* START SOURCE RECORDS *

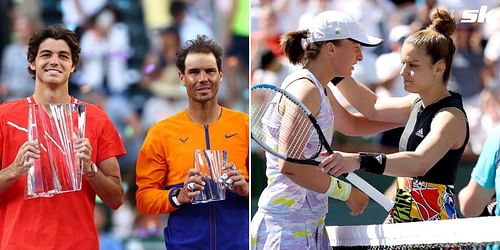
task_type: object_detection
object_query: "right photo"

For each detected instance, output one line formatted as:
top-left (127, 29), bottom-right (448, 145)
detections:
top-left (249, 0), bottom-right (500, 249)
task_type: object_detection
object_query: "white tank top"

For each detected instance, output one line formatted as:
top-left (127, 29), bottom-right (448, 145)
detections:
top-left (259, 69), bottom-right (334, 214)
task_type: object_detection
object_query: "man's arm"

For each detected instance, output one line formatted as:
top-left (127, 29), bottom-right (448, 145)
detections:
top-left (0, 142), bottom-right (40, 193)
top-left (85, 157), bottom-right (124, 209)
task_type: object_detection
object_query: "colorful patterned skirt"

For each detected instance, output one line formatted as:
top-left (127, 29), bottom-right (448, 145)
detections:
top-left (385, 177), bottom-right (457, 223)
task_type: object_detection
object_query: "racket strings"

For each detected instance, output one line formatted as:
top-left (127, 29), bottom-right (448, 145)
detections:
top-left (251, 89), bottom-right (321, 160)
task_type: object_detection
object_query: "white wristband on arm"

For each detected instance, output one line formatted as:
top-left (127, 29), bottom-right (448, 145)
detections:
top-left (326, 176), bottom-right (352, 201)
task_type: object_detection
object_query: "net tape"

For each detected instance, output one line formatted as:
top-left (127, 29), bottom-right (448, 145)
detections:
top-left (326, 217), bottom-right (500, 249)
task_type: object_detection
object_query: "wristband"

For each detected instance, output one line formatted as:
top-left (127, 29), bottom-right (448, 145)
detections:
top-left (359, 152), bottom-right (387, 175)
top-left (326, 176), bottom-right (352, 201)
top-left (330, 76), bottom-right (344, 86)
top-left (168, 188), bottom-right (182, 208)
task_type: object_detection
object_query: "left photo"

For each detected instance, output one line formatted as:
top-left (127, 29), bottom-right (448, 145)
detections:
top-left (0, 0), bottom-right (250, 250)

* END SOURCE RECORDS *

- [PROMPT] Pull out every line of the records that contains the string "photo".

- [SOLUTION TO THE EXERCISE]
object_query: "right photo"
object_query: "left photo"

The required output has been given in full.